#### Reading text ####
Pushing the performance of Whisper to the limits
The Whisper models from OpenAI are best-in-class in the field of automatic speech recognition in terms of quality. However, transcribing audio with these models still takes time. Is there a way to reduce the required transcription time?
Of course, it is always possible to upgrade hardware. However, it is wise to start with the software. This brings us to the project faster-whisper. This project implemented the OpenAI Whisper model in CTranslate2. CTranslate2 is a library for efficient inference with transformer models. This is made possible by applying various methods to increase efficiency, such as weight quantization, layer fusion, batch reordering, etc.
In the case of the project faster-whisper, a noticeable performance boost was achieved. Let’s start with the GPU:
The original large-v2 Whisper model takes 4 minutes and 30 seconds to transcribe 13 minutes of audio on an NVIDIA Tesla V100S, while the faster-whisper model only takes 54 seconds. Also, the required VRAM drops dramatically. The original model has a VRAM consumption of around 11.3 GB. Faster-whisper reduces this to 4.7 GB. But we can do even better. If we use an integer-8 precision instead of floating-point 16 precision, the VRAM usage is reduced to 3.1 GB. That’s almost 4x smaller than the original model.
Even on the CPU, a noticeable boost can be observed. In the previous article, I neglected the CPU version a bit, as it had a drastic difference from the GPU. In most cases, a CPU is not recommended for inference. But here, we can also look at the results on the CPU. The classic OpenAI Whisper small model can do 13 minutes of audio in 10 minutes and 31 seconds on an Intel(R) Xeon(R) Gold 6226R. Faster-whisper can transcribe the same audio file in 2 minutes and 44 seconds.
The numbers from above were provided by the author of the package. Let’s check them with the same audio file from my the previous article and compare the results. Please note, that I used the NVIDIA T4 GPU.
|Time in seconds
|OpenAI Whisper (T4)
We got a 4.4x decrease in inference time on the same GPU. As a result, the differences are somewhere similar to what the description of the author stated.
#### Supplied entries ####
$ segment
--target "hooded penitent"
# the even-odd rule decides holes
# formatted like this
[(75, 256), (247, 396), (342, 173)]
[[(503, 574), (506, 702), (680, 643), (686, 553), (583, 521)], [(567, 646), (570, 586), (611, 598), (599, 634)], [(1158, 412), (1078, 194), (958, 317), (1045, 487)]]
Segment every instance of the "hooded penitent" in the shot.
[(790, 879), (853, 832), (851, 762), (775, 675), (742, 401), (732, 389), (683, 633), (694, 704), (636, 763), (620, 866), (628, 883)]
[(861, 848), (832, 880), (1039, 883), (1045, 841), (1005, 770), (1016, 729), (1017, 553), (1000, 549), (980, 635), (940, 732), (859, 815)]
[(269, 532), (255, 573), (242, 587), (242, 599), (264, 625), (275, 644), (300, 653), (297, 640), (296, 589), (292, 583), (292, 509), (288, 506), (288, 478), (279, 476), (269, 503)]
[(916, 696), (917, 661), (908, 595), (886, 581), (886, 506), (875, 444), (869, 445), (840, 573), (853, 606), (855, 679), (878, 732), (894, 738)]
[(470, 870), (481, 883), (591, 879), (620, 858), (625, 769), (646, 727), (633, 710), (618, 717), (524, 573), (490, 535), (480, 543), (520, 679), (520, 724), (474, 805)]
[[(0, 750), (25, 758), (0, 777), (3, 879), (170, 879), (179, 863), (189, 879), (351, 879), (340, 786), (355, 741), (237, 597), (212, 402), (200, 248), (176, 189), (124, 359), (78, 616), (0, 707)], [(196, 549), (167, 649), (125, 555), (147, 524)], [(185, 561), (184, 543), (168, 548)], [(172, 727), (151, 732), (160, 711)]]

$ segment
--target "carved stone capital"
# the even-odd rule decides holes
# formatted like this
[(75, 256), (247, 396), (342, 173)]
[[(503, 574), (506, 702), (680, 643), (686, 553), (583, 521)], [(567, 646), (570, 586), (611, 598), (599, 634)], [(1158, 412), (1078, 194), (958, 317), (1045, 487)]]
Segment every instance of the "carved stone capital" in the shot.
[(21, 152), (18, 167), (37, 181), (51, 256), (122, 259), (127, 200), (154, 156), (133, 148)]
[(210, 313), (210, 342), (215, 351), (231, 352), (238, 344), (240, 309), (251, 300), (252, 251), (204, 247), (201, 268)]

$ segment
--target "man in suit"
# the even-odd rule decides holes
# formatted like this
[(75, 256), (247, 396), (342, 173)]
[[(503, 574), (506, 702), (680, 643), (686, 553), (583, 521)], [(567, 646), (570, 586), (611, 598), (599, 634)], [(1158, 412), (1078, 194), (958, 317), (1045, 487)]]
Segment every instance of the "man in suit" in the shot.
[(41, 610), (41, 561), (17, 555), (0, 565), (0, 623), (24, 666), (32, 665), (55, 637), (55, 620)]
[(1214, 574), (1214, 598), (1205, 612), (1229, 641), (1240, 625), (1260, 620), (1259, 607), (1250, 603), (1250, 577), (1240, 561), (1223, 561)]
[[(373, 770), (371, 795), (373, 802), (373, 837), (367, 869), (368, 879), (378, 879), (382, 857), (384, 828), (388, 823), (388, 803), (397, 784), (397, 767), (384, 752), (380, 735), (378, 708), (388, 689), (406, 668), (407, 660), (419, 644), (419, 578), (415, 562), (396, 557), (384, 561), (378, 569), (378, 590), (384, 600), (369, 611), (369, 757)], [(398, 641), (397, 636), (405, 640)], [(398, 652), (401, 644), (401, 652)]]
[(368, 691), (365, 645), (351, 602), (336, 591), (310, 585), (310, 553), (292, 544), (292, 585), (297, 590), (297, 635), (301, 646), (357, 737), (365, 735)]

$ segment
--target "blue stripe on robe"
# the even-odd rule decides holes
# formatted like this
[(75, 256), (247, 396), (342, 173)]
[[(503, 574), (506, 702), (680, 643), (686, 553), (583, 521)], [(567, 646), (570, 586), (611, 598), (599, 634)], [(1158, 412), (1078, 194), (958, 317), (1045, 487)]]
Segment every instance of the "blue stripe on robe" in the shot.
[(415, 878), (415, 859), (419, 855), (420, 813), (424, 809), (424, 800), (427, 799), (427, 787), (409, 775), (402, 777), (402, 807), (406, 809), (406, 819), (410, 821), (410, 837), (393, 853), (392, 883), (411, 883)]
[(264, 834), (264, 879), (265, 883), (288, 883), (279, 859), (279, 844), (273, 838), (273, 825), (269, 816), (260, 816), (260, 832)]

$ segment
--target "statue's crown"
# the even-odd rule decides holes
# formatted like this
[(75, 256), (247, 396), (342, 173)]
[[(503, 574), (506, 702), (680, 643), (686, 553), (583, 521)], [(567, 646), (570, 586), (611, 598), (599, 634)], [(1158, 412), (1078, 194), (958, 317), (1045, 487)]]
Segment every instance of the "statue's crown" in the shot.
####
> **Task directions**
In the text on Whisper performance, how much VRAM does faster-whisper use with integer-8 precision?

> **Solution below**
3.1 GB.